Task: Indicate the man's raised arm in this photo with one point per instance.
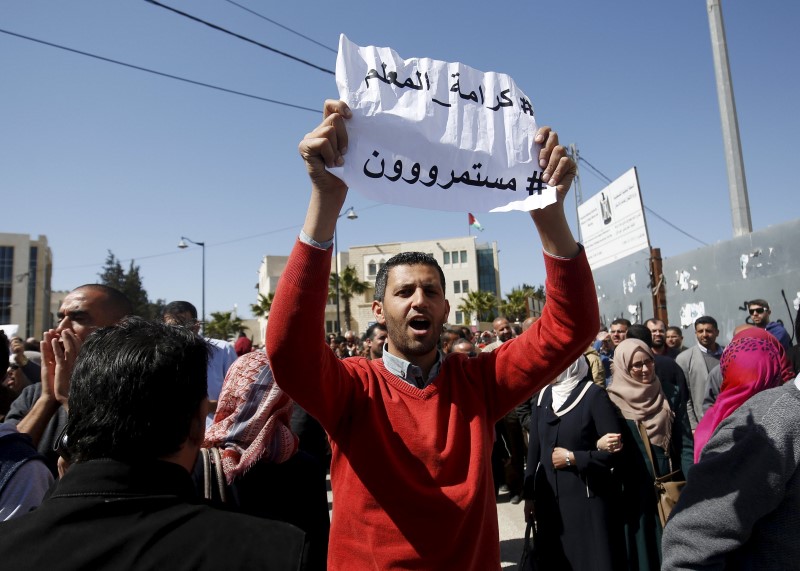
(559, 171)
(307, 371)
(323, 147)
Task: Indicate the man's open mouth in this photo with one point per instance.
(420, 324)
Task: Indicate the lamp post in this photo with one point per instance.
(351, 215)
(183, 245)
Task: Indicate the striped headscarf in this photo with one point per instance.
(252, 422)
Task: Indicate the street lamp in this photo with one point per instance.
(183, 245)
(351, 215)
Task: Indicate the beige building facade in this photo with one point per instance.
(26, 268)
(467, 266)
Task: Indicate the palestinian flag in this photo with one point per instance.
(473, 222)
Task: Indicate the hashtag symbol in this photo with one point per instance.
(535, 184)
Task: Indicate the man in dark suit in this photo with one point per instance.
(137, 406)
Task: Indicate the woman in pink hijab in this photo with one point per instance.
(753, 361)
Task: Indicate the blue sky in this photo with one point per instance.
(101, 157)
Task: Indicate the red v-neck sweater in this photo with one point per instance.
(411, 470)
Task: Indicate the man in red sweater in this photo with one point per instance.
(411, 434)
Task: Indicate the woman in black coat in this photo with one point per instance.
(570, 489)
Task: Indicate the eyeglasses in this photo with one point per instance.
(639, 366)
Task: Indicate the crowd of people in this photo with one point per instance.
(133, 444)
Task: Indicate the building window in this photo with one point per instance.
(6, 281)
(32, 266)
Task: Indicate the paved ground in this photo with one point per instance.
(511, 522)
(512, 531)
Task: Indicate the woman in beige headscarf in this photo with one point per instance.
(644, 401)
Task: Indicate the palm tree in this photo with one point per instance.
(349, 285)
(223, 325)
(480, 303)
(263, 306)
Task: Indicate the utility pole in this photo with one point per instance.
(573, 152)
(737, 184)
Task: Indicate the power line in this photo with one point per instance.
(287, 28)
(224, 243)
(650, 210)
(241, 37)
(160, 73)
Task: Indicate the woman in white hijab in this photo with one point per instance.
(570, 489)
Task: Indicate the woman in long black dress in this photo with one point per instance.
(644, 401)
(570, 489)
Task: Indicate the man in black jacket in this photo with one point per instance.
(137, 407)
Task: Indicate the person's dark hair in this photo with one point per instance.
(178, 307)
(640, 332)
(797, 326)
(370, 334)
(404, 259)
(117, 303)
(706, 320)
(135, 391)
(5, 358)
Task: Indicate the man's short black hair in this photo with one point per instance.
(640, 332)
(676, 329)
(370, 334)
(135, 391)
(117, 303)
(706, 320)
(179, 307)
(405, 259)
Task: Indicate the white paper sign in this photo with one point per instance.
(437, 135)
(612, 222)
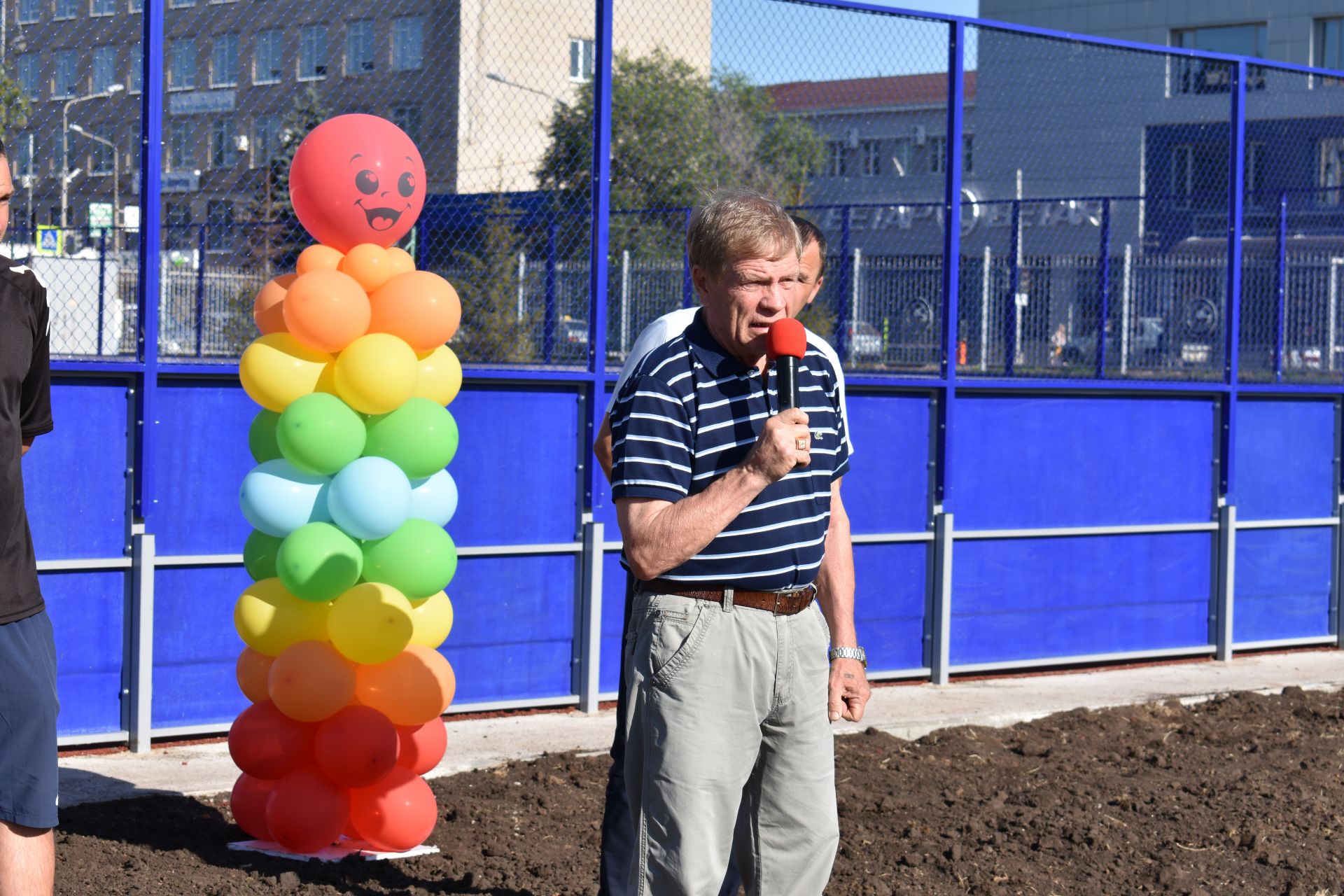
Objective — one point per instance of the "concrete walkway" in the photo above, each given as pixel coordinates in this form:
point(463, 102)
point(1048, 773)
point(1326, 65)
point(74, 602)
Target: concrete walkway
point(907, 713)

━━━━━━━━━━

→ **Required work**
Shift the answer coordinates by 19: reproduce every line in the part that opens with the line containing "Objective — one" and closes with the last line, adding 19 to each number in the answer coordinates and leaving all other text and numbers as they are.

→ **Response to this task**
Objective — one point per instance of the "concrete walkway" in the photo above, each given as pixel coordinates in this form:
point(463, 102)
point(1048, 773)
point(1326, 65)
point(74, 602)
Target: concrete walkway
point(926, 732)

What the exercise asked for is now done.